--- Text under study Enclosed Below ---

The Energy Transition, which should actually be called an “energy replacement”, is a first in human history, and, to a large extent is a west European venture. It is underpinned by wind and solar PV power.
The intermittent supply from these sources is widely recognised as the main barrier to achieving high levels of zero carbon renewables penetration. Mitigating strategies often include:
- greater grid connectivity;
- combinations of different kinds of intermittent source;
- energy storage.
The only known, self-contained and secure means of converting variable renewables to dispatchable, load following or base load supply is via the energy storage route. Current commercially available “grid scale” storage options include pumped hydro storage and batteries. Among future technologies, green hydrogen is currently seen as the front-runner.
Only pumped hydro storage (PHS) is deployed at scale today, with numerous schemes allowing specifications, performance and costs to be meaningfully assessed.
To analyse the feasibility of storage options, it is necessary to have a good understanding of the following variables:
- the energy efficiency of storage media;
- the capital cost of storage media;
- the stochastic structure of the variable renewable energy sources on the grid;
- the time-cost of storage;
- the scalability of storage media; and
- the environmental impact of storage media.
This article will provide summary figures on efficiencies and costs but will then focus on pan-European wind in order to illustrate the scale and capital cost of the storage challenge using existing and planned PHS schemes to provide some framework numbers.

--- End of Enclosed Text under study ---
--- Data excerpts Enclosed Below ---

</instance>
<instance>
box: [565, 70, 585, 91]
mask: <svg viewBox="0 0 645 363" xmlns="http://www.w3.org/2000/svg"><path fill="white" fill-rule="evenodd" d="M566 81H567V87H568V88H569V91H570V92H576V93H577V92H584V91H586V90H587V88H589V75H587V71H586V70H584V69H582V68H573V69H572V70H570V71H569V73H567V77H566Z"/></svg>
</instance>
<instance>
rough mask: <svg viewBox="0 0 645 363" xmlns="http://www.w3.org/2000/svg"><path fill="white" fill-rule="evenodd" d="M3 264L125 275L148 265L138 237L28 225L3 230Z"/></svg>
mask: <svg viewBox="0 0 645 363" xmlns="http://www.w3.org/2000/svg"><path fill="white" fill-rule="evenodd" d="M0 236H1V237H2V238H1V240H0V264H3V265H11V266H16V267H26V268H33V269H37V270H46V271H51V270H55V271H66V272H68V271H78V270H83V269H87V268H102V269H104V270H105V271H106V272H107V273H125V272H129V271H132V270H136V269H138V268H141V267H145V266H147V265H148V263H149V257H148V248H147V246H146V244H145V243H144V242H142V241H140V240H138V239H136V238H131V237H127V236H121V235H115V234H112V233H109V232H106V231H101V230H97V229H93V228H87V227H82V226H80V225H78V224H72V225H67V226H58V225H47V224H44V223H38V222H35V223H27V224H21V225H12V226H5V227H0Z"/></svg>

--- End of Enclosed Data excerpts ---

- [Your task] Translate this sentence from the energy storage text into Spanish: "Only pumped hydro storage (PHS) is deployed at scale today, with numerous schemes allowing specifications, performance and costs to be meaningfully assessed."

- [The completed task] Solo el almacenamiento hidroeléctrico por bombeo (PHS) se implanta a gran escala hoy en día, con numerosos proyectos que permiten evaluar de manera significativa las especificaciones, el rendimiento y los costos.